===== Data under study =====

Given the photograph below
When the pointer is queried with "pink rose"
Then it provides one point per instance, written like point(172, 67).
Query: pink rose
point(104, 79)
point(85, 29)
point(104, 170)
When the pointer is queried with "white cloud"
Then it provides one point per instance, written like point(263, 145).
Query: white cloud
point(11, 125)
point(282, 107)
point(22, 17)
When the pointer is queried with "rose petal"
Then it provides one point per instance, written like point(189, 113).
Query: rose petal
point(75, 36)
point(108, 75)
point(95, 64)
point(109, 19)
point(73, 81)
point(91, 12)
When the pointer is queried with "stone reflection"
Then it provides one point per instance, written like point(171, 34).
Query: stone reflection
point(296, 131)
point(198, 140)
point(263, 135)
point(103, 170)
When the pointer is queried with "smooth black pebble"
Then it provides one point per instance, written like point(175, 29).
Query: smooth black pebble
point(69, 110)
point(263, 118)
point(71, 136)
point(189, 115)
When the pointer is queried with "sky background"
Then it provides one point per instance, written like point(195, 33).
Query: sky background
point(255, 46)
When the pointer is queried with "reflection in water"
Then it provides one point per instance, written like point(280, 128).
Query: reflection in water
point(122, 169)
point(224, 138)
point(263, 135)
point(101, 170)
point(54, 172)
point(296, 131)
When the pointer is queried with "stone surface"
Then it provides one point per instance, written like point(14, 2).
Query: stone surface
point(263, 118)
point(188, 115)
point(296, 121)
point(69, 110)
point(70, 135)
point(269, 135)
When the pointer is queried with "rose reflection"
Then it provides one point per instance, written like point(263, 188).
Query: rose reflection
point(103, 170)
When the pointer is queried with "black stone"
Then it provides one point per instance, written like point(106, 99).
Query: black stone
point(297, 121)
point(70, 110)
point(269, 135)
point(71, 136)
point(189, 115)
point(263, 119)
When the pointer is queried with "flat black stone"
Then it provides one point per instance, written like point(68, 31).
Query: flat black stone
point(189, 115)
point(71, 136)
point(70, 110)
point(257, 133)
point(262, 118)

=====

Using the entries above, return exactly the lines from the line with "like point(263, 188)." to the line with "like point(106, 99).", counting both of those lines.

## Response box:
Then it provides one point per instance, written like point(263, 188).
Query: rose reflection
point(103, 170)
When the pointer is queried with "black stone"
Then it provides one point per instance, written like point(106, 99).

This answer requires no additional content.